Without omitting anything, retype the data that follows.

^^^^

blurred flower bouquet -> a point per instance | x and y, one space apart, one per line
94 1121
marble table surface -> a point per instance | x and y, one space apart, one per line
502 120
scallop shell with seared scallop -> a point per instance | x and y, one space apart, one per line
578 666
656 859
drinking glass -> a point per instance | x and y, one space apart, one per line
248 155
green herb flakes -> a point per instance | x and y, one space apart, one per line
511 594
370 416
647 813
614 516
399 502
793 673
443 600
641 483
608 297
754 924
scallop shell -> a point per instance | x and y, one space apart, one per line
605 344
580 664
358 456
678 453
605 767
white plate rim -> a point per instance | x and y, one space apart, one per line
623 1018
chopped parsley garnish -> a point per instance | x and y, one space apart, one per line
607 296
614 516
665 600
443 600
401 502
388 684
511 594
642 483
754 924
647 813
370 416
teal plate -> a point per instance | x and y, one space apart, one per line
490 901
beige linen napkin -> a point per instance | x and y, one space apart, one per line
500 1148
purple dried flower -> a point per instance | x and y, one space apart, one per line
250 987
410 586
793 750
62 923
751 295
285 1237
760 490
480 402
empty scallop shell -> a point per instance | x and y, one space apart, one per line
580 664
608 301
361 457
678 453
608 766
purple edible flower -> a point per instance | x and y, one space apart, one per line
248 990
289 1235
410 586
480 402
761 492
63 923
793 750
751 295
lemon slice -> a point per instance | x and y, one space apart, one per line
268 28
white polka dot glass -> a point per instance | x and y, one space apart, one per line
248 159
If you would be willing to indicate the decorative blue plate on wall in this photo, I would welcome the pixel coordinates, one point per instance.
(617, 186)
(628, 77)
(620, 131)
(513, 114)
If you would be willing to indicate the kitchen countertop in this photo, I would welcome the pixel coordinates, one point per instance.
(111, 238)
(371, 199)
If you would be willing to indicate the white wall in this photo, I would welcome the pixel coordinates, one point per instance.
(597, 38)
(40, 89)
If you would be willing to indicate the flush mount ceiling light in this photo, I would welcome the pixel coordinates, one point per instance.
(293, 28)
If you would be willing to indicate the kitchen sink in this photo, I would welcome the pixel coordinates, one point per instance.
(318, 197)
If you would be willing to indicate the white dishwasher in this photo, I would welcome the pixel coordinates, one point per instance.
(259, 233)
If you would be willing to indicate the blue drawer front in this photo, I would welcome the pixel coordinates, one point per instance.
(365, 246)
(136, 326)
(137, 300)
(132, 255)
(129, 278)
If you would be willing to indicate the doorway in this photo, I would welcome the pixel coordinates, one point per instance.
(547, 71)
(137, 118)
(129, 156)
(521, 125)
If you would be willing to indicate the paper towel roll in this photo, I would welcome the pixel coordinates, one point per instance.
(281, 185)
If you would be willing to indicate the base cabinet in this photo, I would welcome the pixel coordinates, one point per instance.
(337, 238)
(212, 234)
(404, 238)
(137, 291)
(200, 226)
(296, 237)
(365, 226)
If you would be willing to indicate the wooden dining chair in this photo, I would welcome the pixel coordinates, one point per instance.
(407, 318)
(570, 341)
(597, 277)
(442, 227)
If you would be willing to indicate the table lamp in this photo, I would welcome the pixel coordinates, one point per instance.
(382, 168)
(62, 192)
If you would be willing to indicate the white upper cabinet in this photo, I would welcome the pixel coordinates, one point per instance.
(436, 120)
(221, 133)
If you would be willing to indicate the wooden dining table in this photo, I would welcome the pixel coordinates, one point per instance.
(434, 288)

^^^^

• RESULT
blurred flower bouquet -> a point per instance | x and y, one space apart, one per line
94 1121
marble table surface -> a point per instance | x and y, one space apart, one per line
502 120
scallop shell with seared scallop -> a point per instance | x and y, one space apart, one per line
578 666
656 859
drinking glass -> a point per instance | x and y, one space apart, one per line
248 155
green herb flakes -> a point per instance | x and y, one space apart, one per line
511 594
370 416
647 813
614 516
399 502
793 673
443 600
641 483
608 297
754 924
scallop shell -> a point per instance | x and y, one space apart, one per line
605 344
580 664
358 456
678 453
605 767
white plate rim -> a point per instance | x and y, one space apart, one per line
623 1018
chopped parsley garnish -> a point per instance | x and y, one space apart, one per line
607 296
614 516
665 600
443 600
401 502
388 684
511 594
642 483
754 924
647 813
370 416
teal plate -> a point per instance | x and y, one space apart, one per line
490 901
beige linen napkin -> a point per instance | x and y, one space apart, one per line
500 1148
purple dried flower -> a point per instance | x and y, one space apart, one per line
250 987
410 586
793 750
62 923
751 295
285 1237
760 490
480 402
empty scallop shell -> a point per instance | x and y, one space apart, one per line
580 664
608 301
361 457
678 453
608 766
purple edible flower -> a point per instance | x and y, one space apart, one per line
248 990
289 1235
410 586
480 402
761 492
63 923
793 750
751 295
lemon slice -> a point per instance | x and y, one space apart, one per line
268 28
white polka dot glass -> a point per instance | x and y, one space apart, one per line
248 159
If you would be willing to indicate the decorative blue plate on wall in this photo, I would welcome the pixel coordinates, one point per instance.
(617, 186)
(628, 77)
(620, 131)
(513, 114)
If you would be willing to indicate the kitchen countertop in this photo, I would welcome the pixel coordinates, one point per instance.
(111, 238)
(371, 199)
If you would be willing to indicate the white wall in this photo, I would welcome the pixel coordinates, one point per instance.
(597, 38)
(40, 89)
If you would be willing to indicate the flush mount ceiling light in this photo, I would welcome the pixel coordinates, one point per instance.
(293, 28)
If you would be willing to indicate the kitchen sink in this photo, I would welcome the pixel coordinates, one point per instance.
(318, 197)
If you would be willing to indicate the white dishwasher in this photo, I would welcome the pixel coordinates, one point per instance.
(259, 233)
If you would be willing to indicate the blue drawer front in this photo, I would welcome the pixel coordinates, one point per instance.
(365, 246)
(136, 326)
(137, 300)
(132, 255)
(129, 278)
If you would be willing to indicate the doorway in this photo, I would welcome the pixel coordinates, one point per instance.
(547, 71)
(137, 118)
(129, 156)
(521, 125)
If you would be willing to indicate the paper towel roll in this photo, I would welcome the pixel coordinates, one point per instance.
(281, 185)
If you would be willing to indicate the base cabinet in this photo, I would welcome the pixel coordinates, one point per instance.
(337, 238)
(212, 234)
(404, 238)
(137, 291)
(200, 226)
(296, 237)
(365, 226)
If you would be willing to indicate the wooden dining chair in this photo, I would welcome the pixel coordinates, one point per instance.
(407, 318)
(570, 341)
(597, 277)
(442, 227)
If you would be willing to indicate the table lamp in this photo, I would welcome the pixel coordinates, one point per instance.
(382, 168)
(62, 192)
If you would be willing to indicate the white upper cabinet in this photo, I would welcome the pixel coordinates, one point per instance.
(436, 120)
(221, 133)
If you would be willing to indicate the wooden dining table in this photo, I would welcome the pixel coordinates, one point per instance.
(434, 288)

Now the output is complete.